■ What the task asks: Find the word "coordinates" in the records and copy every line where it occurs.

● ● ● ● ● ● ●

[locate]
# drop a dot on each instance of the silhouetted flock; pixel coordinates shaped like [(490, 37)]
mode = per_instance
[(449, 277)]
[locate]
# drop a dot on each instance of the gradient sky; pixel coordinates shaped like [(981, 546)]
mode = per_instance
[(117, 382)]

● ● ● ● ● ● ●

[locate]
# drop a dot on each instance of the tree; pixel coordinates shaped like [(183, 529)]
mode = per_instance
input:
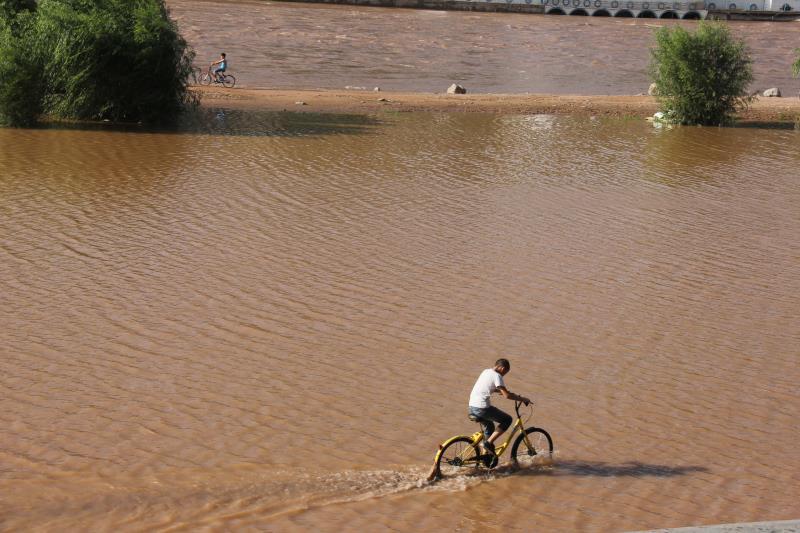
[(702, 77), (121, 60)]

● ● ● ● ● ● ●

■ Response box:
# drop a dot on each instance of the silhouetted flock; pixel coordinates shaped like [(490, 37)]
# drop a dot on each instance of the gradient sky; pixel coordinates shaped like [(981, 546)]
# drop a dot on each instance of the tree; pixel coordinates shaped like [(183, 529)]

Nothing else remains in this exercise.